** WHAT YOU HAVE TO DO **
Change "single dot" to "single point" wherever it occurs in the records below, and leave everything else untouched.
+---+
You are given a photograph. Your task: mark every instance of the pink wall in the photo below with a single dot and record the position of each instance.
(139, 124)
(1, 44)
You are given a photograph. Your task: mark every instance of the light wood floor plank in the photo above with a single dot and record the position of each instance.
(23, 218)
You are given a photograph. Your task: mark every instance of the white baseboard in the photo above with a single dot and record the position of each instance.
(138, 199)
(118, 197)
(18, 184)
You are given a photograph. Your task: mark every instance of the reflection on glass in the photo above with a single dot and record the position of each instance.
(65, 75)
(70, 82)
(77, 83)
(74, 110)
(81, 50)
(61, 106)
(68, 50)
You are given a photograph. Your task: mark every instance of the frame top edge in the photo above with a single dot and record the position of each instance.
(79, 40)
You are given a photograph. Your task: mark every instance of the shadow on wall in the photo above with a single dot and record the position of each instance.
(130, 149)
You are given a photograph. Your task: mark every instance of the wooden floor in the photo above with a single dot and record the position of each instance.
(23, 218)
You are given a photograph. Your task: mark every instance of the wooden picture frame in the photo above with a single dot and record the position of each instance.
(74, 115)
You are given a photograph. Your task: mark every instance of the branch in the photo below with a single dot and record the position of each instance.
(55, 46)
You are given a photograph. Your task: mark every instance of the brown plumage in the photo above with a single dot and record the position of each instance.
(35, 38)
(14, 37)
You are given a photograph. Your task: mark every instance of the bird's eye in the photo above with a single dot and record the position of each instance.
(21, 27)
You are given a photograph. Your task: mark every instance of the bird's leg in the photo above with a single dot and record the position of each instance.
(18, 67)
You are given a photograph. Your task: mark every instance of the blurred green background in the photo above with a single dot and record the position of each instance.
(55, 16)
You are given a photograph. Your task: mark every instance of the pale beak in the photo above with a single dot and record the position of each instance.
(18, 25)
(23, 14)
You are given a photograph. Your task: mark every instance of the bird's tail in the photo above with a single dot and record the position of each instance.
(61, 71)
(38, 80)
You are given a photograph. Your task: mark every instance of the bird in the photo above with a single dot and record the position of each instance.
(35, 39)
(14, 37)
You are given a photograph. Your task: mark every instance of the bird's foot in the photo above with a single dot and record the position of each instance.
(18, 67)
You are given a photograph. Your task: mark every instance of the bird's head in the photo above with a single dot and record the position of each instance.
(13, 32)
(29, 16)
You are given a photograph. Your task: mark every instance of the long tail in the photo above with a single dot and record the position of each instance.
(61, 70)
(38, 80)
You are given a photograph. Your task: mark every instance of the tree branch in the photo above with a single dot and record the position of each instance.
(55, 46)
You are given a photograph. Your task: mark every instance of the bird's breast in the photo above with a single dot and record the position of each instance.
+---+
** TASK RESPONSE **
You are given a photograph. Your task: mark every instance of the pink wall in the photo below with a single point and record the position of each instance.
(139, 124)
(1, 44)
You are given a photograph. Your task: mark every instance of the light wood floor plank in the photo above with a single point and record the position of each instance.
(23, 218)
You are given a photograph. Your task: mark every instance of the white baseboard in the photo above with a single point and record the position of each instance.
(138, 199)
(118, 197)
(18, 184)
You are given a photograph. Your task: mark every instance of the reflection on glass in the photo above with a single point and record the position of each instance.
(65, 75)
(70, 82)
(77, 83)
(74, 110)
(81, 50)
(61, 106)
(68, 50)
You are given a photograph. Your task: mark every instance of the frame top edge in the photo above with a single point and record the position of each instance.
(79, 40)
You are given a photograph. Your task: mark every instance of the shadow on wall in the photo above with a single point and record the position of each instance.
(130, 149)
You are given a photograph. Your task: mark every instance of the wooden floor in the photo above with a single point and record the position of each instance.
(23, 218)
You are given a photograph. Your task: mark every instance of the wooden picture frame in the photo above with a single point and record the position of each instance.
(74, 115)
You are given a photograph. Your task: mark every instance of the branch in the photo below with a single point and record the position of each instance.
(55, 46)
You are given a photograph. Your task: mark every instance of the brown plumage in the photo above with a single point and record the position of each instance.
(35, 38)
(14, 37)
You are given a photograph. Your task: mark every instance of the bird's eye in the photo above with a single point and record the position of each instance.
(21, 27)
You are given a photograph. Your task: mark every instance of the bird's leg in the photo above with a single point and record the position of each instance.
(18, 67)
You are given a photograph. Your task: mark every instance of the blurred green background in the photo above with a single point and record the position of each instance.
(55, 16)
You are given a photograph. Your task: mark every instance of the pale beak in the photo above with a single point and record the position of each instance.
(18, 25)
(23, 14)
You are given a photograph. Your task: mark every instance of the bird's tail in the photo above with a single point and record the position of each instance.
(61, 71)
(38, 80)
You are given a photograph. Your task: mark every instance of the bird in the photo above with a single point and record the position of each instance.
(35, 39)
(14, 37)
You are given a photograph. Your task: mark every instance of the bird's foot in the photo above with a single point and record the position of each instance.
(18, 67)
You are given a photograph. Your task: mark every instance of the bird's head in the photo above with a single point and record the position of each instance.
(13, 32)
(29, 16)
You are given a photograph. Your task: mark every instance of the long tail in the photo above with a single point and record the position of each instance.
(61, 70)
(38, 80)
You are given a photograph. Your task: mark every instance of the tree branch in the photo above with a single point and record the position of each instance.
(55, 46)
You are given a photograph. Your task: mark every instance of the bird's breast in the photo above with a single point and record the position of each instance.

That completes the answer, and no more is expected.